**Stored data:**
--- --- ---

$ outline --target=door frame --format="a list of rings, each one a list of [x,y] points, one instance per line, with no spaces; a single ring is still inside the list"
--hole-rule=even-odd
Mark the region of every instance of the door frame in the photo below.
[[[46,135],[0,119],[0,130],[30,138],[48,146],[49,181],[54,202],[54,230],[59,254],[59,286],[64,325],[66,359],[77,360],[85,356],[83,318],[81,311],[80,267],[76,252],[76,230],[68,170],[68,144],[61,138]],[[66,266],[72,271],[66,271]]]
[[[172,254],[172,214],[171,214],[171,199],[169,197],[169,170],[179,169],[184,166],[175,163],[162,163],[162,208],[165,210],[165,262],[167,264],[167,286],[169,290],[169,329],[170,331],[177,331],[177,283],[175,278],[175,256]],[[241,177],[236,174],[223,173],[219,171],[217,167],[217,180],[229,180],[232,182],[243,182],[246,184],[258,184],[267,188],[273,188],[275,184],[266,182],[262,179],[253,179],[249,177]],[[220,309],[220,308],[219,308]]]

--- --- ---

**Given instruction:** Rewrite the data above with every "door frame" changed to "window frame", leaving everything else unchanged.

**Result of this task:**
$ outline --target=window frame --format="a list of rings, each one a list of [x,y] points, one instance per line, with no spaces; a single ring is still inside the list"
--hole-rule=even-odd
Mark the region of every instance of the window frame in the photo below.
[[[46,135],[0,119],[0,130],[30,138],[48,146],[49,181],[54,202],[54,230],[59,254],[59,286],[64,325],[66,359],[77,360],[85,356],[83,318],[81,311],[80,267],[76,252],[76,230],[68,170],[68,144],[61,138]],[[66,266],[72,271],[66,271]]]
[[[172,254],[172,214],[171,214],[171,199],[169,197],[169,170],[179,169],[184,166],[175,163],[162,163],[162,208],[165,210],[165,262],[167,264],[167,286],[169,290],[169,329],[170,331],[177,331],[177,283],[175,278],[175,256]],[[241,177],[236,174],[223,173],[219,171],[217,167],[217,180],[229,180],[232,182],[243,182],[246,184],[258,184],[267,188],[273,188],[275,184],[266,182],[262,179],[253,179],[249,177]],[[220,309],[220,308],[219,308]]]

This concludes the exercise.